■ **To do**
**A)** Answer these questions about the blog post on the writer's mother:
(i) In what month and year did the writer's father die?
(ii) What weight range did the doctor tell the mother to keep?
(iii) Where was the mother sent after she refused the rehab exercises?
**B)** Carry on the blog post about the writer's mother, starting right after its last line.

■ **Excerpt to read**
↓↓↓
Thursday, August 25, 2005

“Lifting the Spoon to my Mouth”

When my father died in May of 1998, just before my birthday, my mother said, “I can’t believe it.” She looked like she couldn’t believe it, utterly mystified.

Later, she said, “I will never cook again.” And she never did. She ate frozen dinners or went out to eat with her friend Bernie or her friend Helen. She usually ordered whatever was cheapest on the menu, not because she was poor, but because she was from the depression era and was afraid to spend money.

When the doctor told her to keep her weight between 140 and 143, she gave up eating real food. She refused to give up desserts, so she stopped eating everything else. We would go to a restaurant and she would always order last. Her order: the richest most chocolaty thing on the menu. She said, “I have a serious case of chocolate poor blood.”

When the doctor said, you need to exercise she said, “The only exercise I need is lifting the spoon to my mouth.” Later, after the brain tumor was removed from her head, she was sent to rehab. But she didn’t like the exercises they required—it wasn’t enough like lifting a spoon. She refused to do them. And they sent her to the nursing home where she remains today.

Yesterday, I reread the poem, “Instants,” by Jorge Luis Borges

Instants (minus the line breaks, which I tried twice to fix and it wouldn't fix!)
↑↑↑
(Records excerpted from a collection)
↓↓↓
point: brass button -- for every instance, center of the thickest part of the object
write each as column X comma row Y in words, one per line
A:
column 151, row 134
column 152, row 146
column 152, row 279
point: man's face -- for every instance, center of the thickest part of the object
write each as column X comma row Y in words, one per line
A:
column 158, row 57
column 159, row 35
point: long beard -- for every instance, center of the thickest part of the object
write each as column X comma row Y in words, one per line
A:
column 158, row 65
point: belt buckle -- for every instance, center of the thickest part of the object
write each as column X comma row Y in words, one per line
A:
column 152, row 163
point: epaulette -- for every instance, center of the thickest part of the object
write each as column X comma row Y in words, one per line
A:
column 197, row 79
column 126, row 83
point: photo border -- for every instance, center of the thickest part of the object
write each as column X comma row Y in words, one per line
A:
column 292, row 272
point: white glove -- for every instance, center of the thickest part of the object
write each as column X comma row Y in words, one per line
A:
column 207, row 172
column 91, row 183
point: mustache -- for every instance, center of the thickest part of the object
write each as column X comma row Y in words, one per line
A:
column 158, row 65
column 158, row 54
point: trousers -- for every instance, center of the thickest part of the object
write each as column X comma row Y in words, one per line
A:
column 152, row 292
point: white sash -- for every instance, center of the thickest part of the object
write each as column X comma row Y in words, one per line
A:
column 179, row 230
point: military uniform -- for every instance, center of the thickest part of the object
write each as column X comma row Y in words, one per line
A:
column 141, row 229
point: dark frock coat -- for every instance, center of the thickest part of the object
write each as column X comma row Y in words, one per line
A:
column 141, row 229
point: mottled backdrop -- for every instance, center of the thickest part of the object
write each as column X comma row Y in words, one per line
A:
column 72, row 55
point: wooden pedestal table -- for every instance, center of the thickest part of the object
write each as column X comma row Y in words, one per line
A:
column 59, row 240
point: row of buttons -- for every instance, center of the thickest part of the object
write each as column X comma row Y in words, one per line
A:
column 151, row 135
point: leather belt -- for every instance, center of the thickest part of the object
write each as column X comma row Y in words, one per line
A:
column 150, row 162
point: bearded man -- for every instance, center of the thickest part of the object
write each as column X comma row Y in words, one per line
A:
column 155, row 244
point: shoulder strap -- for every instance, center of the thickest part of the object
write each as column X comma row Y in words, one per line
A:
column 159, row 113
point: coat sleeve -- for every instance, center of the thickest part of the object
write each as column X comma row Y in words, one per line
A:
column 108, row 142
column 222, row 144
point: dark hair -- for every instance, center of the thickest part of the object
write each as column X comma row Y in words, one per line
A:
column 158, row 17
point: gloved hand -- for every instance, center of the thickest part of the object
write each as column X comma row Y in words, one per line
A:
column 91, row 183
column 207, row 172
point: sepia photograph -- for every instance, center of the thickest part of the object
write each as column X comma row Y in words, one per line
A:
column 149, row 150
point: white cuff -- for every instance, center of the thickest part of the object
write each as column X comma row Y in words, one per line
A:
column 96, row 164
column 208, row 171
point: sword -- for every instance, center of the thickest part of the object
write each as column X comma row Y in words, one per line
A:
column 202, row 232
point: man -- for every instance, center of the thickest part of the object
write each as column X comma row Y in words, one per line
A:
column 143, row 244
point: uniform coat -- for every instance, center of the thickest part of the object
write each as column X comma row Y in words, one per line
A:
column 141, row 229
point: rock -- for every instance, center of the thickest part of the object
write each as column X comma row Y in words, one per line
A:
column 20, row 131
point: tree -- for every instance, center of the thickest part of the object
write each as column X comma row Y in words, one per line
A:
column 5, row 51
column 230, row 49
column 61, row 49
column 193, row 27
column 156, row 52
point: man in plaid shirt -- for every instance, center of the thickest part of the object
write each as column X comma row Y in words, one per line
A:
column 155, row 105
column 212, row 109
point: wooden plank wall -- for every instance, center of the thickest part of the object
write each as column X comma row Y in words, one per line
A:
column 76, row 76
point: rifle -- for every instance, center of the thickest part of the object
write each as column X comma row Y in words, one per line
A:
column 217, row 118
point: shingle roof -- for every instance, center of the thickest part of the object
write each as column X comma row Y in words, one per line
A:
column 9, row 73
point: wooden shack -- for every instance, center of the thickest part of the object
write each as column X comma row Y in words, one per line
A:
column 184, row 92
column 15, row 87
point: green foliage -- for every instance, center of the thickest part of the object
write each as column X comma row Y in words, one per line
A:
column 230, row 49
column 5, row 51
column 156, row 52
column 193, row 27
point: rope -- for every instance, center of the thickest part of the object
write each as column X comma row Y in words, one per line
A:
↑↑↑
■ **Activity answers**
**A)**
(i) May of 1998
(ii) Between 140 and 143
(iii) The nursing home

**B)**
If I could live again my life, In the next - I'll try, - to make more mistakes, I won't try to be so perfect, I'll be more relaxed, I'll be more full - than I am now, In fact, I'll take fewer things seriously, I'll be less hygenic, I'll take more risks, I'll take more trips, I'll watch more sunsets, I'll climb more mountains, I'll swim more rivers, I'll go to more places - I've never been, I'll eat more ice creams and less (lime) beans, I'll have more real problems - and less imaginary ones, I was one of those people who live prudent and prolific lives - each minute of his life, Offcourse that I had moments of joy - but, if I could go back I'll try to have only good moments, If you don't know - thats what life is made of, Don't lose the now! I was one of those who never goes anywhere without a thermometer, without a hot-water bottle, and without an umberella and without a parachute, If I could live again - I will travel light, If I could live again - I'll try to work bare feet at the beginning of spring till the end of autumn, I'll ride more carts, I'll watch more sunrises and play with more children,
If I have the life to live - but now I am 85,
- and I know that I am dying ...

Jorge Luis Borges

I’ve always liked that poem. But I think we need to make the right choices. To balance work with play (“All work and not play makes Jack a dull boy” [or Jill a dull girl]—but the converse is also true.). We need to balance seeking pleasure with taking care of ourselves.

Pam reminds me that the pleasure of instants need not come from lack of exercise and rich chocolaty desserts:

"You have the equipment for JOY -- eyes, ears, and an experiencedappreciation meter -- to get highs, off and on all day long :the light fingering the row of books, the drops of rain on theclothesline, the long shadow the pebble casts at dawn, thependulum swing of a wasp settling in for a drink at the birdbath, the crunch, and spurt of juice and scent, as you bite theapple, the addictive sweetness of the ripe plum and the breathtakingway it pulls off the secret in the center, the hazybloom on the grape, the coiling circles behind your dug paddlewhen canoeing, the -- oh, on and on." (Quote from Pam and yes I also posted it on Silk Creek Portal)

Here's to an appropriate, joyful healthy balance in our lives.


peacorpus said...

Yes, I will drink to that!!

Mary Stebbins Taitt said...

(but not too much! LOL! "Moderation," as my father used to say, "in all things." Well, an appropriate balance, anyway!) thanks for the comment. Mary

Anonymous said...

I like Pam's musings. Very seductive.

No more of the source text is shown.